──────── RECORDS FOR THE EXERCISE ────────

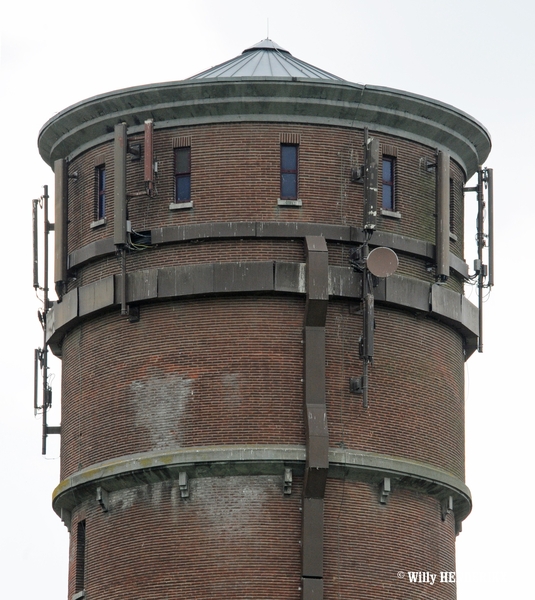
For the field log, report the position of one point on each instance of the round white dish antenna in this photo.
(382, 262)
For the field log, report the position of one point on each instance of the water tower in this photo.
(260, 314)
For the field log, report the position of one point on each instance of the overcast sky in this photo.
(476, 55)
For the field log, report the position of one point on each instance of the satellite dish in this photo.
(382, 262)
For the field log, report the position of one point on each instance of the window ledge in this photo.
(282, 202)
(99, 223)
(394, 214)
(180, 205)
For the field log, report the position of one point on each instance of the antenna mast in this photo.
(41, 354)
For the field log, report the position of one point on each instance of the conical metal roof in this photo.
(266, 59)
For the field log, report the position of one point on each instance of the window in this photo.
(183, 174)
(80, 557)
(289, 171)
(452, 206)
(389, 169)
(101, 193)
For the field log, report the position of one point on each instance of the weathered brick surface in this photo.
(229, 369)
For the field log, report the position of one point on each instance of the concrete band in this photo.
(189, 281)
(218, 461)
(277, 230)
(285, 100)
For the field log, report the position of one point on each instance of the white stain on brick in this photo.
(159, 404)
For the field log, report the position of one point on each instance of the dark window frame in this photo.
(182, 175)
(100, 203)
(289, 172)
(452, 205)
(389, 184)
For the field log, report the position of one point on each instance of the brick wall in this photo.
(229, 370)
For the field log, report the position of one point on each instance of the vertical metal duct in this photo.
(442, 247)
(60, 225)
(119, 185)
(371, 169)
(149, 157)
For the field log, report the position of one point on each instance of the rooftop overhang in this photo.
(281, 100)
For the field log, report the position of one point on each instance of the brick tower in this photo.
(253, 406)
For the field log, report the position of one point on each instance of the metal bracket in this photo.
(65, 516)
(183, 484)
(287, 482)
(135, 151)
(355, 385)
(447, 507)
(430, 166)
(103, 499)
(357, 174)
(384, 490)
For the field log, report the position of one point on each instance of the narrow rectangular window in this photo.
(289, 161)
(452, 206)
(80, 557)
(101, 193)
(389, 171)
(183, 174)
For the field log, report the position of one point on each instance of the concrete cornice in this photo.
(282, 100)
(148, 285)
(216, 461)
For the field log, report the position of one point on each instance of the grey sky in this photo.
(474, 54)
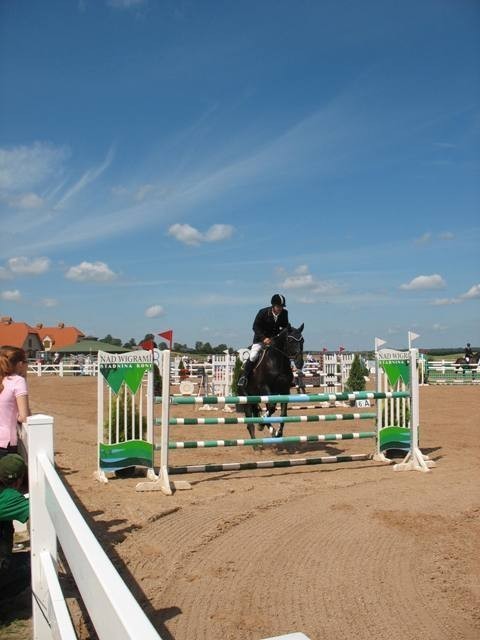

────────

BRIEF:
From the entries above, pick out and copy every line that contains the word "window".

REPLY TO THE TASK:
For the field log, report the position of one point on each instance of the window ledge in this photo.
For the field log, report the position of one point on each instance of the window in this photo.
For the field log, report the position of one point on each instance of the dark window frame in this photo.
For the field log, report the position of one point on each instance of the narrow rectangular window in this photo.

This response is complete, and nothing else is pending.